*Brief*: The data is to be reproduced in full and without error.

*Saved entries*:
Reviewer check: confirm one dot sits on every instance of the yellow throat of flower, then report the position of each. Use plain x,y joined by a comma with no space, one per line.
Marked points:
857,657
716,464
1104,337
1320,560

*Solved exercise*:
Reviewer check: confirm one dot sits on every instance of the yellow throat of flower, then report the position of each. Use plain x,y joined by a comma with no space, one per line.
Marked points:
857,657
716,464
1104,337
1320,560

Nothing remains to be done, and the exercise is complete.